提供文本 —
┌──

[Note] AuTO: Scaling Deep Reinforcement Learnign for Datacenter-Scale Automatic Traffic Optimization

原論文：Li Chen, J. Lingys, Kai Chen and Feng Liu. AuTO: Scaling Deep Reinforcement Learnign for Datacenter-Scale Automatic Traffic Optimization. SIGCOMM 2018.

1. Introduction

Traffic optimization (TO) 是很重要的 datacenter management 問題，包括：

flow/coflow scheduling
congestion control
load balancing & routing

目前 TO 普遍仰賴專家 heuristics 來 hand-craft，但實際上 TO 很注重 parameter 的 setting。如果 parameter mismatch 的話，TO 的效能反而會變得更差。例如：

PIAS 的 thresholds 靠計算過去的 long term flow size distribution 來決定，因此容易發生與現在的 size distribution mismatch 的問題。效能最嚴重可能降低 38.64%
pFabric 也會發生類似的問題，在某些情況下即使很仔細的優化 Threshold，平均 FCT 甚至會下降 30%
Aalo 則因為無法動態 adaptation，因此必須仰賴操作員挑選數值。

└──

任務目標 a —
判斷以下三項說法是否符合論文筆記的內容。每項回答「是」或「否」，並逐字引用筆記中起決定作用的原文：(i) PIAS 的 thresholds 是根據過去的 long term flow size distribution 來決定的；(ii) Aalo 能夠動態 adaptation；(iii) pFabric 的效能最嚴重可能降低 38.64%。
論文筆記和後面的資料列各自獨立，彼此沒有關聯。

資料列清單 —
┌──

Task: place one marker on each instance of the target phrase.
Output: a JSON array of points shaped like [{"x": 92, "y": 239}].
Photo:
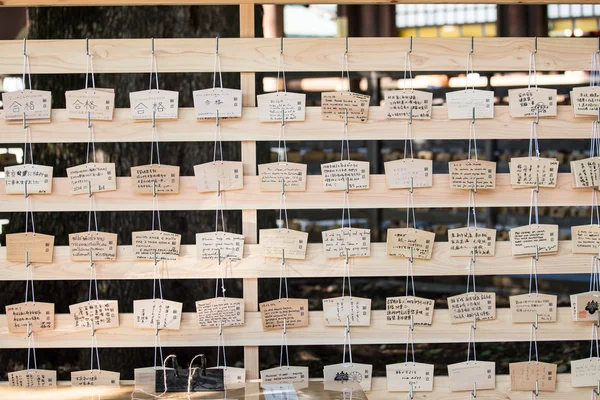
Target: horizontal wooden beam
[
  {"x": 250, "y": 197},
  {"x": 188, "y": 129},
  {"x": 253, "y": 265},
  {"x": 306, "y": 54},
  {"x": 251, "y": 334}
]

└──

任務目標 b —
把上面所有資料列逐行原樣傳回，答案中不要包含圖片。

完整輸出 a —
(i) 是：「PIAS 的 thresholds 靠計算過去的 long term flow size distribution 來決定」
(ii) 否：「Aalo 則因為無法動態 adaptation」
(iii) 否：「在某些情況下即使很仔細的優化 Threshold，平均 FCT 甚至會下降 30%」

完整輸出 b —
Task: place one marker on each instance of the target phrase.
Output: a JSON array of points shaped like [{"x": 92, "y": 239}].
Photo:
Target: horizontal wooden beam
[
  {"x": 250, "y": 197},
  {"x": 188, "y": 129},
  {"x": 253, "y": 265},
  {"x": 306, "y": 54},
  {"x": 251, "y": 334}
]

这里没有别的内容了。